▶ _SELECTED PASSAGE_
>>>

Install Determined on Kubernetes

This document describes how to install Determined on Kubernetes. The installation is performed using the Determined Helm Chart. For general information about using Determined with Kubernetes, refer the SysAdmin: Deploy on Kubernetes guide.

Prerequisites

Before installing Determined on a Kubernetes cluster, please ensure that the following prerequisites are satisfied:

  • The Kubernetes cluster should be running Kubernetes versoin >= 1.19 and <= 1.21, though later versions may work.

  • You should have access to the cluster via kubectl.

  • Helm 3 should be installed.

  • If you are using a private image registry or the enterprise edition, you should add a secret using kubectl create secret.

  • The nodes in the cluster already have or can pull the fluent/fluent-bit:1.6 Docker image from Docker Hub.

  • Optional: for GPU-based training, the Kubernetes cluster should have GPU support enabled.

You should also download a copy of the Determined Helm Chart and extract it on your local machine.

<<<

▶ _DATA_
>>>

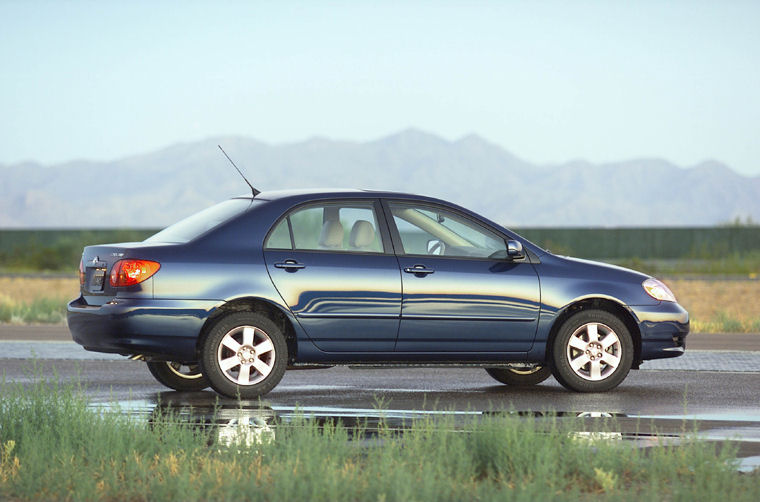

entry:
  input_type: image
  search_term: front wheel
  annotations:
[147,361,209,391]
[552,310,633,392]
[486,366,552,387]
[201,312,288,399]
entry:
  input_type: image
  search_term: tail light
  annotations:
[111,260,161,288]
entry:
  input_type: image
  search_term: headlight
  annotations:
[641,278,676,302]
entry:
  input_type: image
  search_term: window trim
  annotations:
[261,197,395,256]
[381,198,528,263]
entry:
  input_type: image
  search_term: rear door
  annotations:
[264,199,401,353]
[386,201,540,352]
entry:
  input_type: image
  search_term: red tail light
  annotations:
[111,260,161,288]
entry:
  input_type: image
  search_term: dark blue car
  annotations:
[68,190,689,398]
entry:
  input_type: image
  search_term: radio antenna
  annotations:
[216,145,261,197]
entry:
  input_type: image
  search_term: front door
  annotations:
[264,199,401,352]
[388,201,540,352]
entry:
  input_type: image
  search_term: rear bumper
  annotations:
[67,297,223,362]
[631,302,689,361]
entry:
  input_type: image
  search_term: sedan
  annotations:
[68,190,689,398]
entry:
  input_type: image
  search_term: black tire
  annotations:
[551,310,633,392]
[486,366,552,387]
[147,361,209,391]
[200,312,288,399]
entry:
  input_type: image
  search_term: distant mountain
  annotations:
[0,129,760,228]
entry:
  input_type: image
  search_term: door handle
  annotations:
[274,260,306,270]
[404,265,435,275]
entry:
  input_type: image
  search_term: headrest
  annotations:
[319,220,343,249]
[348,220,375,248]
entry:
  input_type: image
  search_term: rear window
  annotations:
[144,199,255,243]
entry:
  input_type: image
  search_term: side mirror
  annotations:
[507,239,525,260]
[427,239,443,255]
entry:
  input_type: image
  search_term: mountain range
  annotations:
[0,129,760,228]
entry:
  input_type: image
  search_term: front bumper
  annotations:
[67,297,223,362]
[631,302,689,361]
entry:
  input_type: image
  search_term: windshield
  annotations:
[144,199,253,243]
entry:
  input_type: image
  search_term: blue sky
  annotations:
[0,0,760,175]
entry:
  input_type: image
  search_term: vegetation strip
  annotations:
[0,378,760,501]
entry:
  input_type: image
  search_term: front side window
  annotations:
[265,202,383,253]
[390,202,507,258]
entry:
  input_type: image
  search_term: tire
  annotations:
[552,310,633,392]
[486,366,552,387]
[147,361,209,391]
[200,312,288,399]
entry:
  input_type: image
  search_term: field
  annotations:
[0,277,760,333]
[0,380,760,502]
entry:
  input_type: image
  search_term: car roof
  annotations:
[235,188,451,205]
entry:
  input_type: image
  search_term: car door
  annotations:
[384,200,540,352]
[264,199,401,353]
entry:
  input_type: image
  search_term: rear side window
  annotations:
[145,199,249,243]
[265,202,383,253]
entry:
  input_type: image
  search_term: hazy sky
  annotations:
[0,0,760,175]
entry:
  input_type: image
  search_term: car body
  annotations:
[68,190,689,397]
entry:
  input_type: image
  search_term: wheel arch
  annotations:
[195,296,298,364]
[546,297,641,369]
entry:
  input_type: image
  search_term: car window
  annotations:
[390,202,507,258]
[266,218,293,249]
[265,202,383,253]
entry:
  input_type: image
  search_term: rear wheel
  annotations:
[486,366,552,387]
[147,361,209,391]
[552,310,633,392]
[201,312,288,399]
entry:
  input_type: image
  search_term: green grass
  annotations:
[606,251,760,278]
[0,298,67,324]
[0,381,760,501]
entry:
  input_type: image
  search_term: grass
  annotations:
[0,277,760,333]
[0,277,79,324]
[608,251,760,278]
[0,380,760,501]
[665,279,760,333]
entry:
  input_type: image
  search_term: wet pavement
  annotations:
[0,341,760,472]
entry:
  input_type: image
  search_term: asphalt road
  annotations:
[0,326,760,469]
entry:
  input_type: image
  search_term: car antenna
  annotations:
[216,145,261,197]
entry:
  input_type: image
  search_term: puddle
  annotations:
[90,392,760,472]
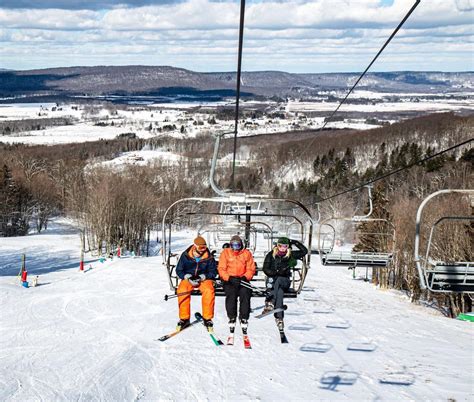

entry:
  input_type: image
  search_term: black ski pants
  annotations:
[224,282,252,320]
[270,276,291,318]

<<<

▶ _EXERCISE GOAL_
Can you restate the Kubernetes installation guide from "This document describes" up to and including "kubectl create secret.", renaming "kubectl" to "oc" wherever it occurs?

▶ _EXPECTED OUTPUT_
This document describes how to install Determined on Kubernetes. The installation is performed using the Determined Helm Chart. For general information about using Determined with Kubernetes, refer the SysAdmin: Deploy on Kubernetes guide.

Prerequisites

Before installing Determined on a Kubernetes cluster, please ensure that the following prerequisites are satisfied:

  • The Kubernetes cluster should be running Kubernetes versoin >= 1.19 and <= 1.21, though later versions may work.

  • You should have access to the cluster via oc.

  • Helm 3 should be installed.

  • If you are using a private image registry or the enterprise edition, you should add a secret using oc create secret.